-- Start DATA FOR THIS EXERCISE --

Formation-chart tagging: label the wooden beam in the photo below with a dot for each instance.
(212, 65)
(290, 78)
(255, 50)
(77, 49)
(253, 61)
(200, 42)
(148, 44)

-- End DATA FOR THIS EXERCISE --

REQUIREMENTS -
Format every line of the rows above as a Markdown table with the columns Index and Entry. Number the lines in order and skip any blank ones.

RESULT OF THIS EXERCISE -
| Index | Entry |
|---|---|
| 1 | Formation-chart tagging: label the wooden beam in the photo below with a dot for each instance. |
| 2 | (212, 65) |
| 3 | (290, 78) |
| 4 | (255, 50) |
| 5 | (77, 49) |
| 6 | (253, 61) |
| 7 | (200, 42) |
| 8 | (148, 44) |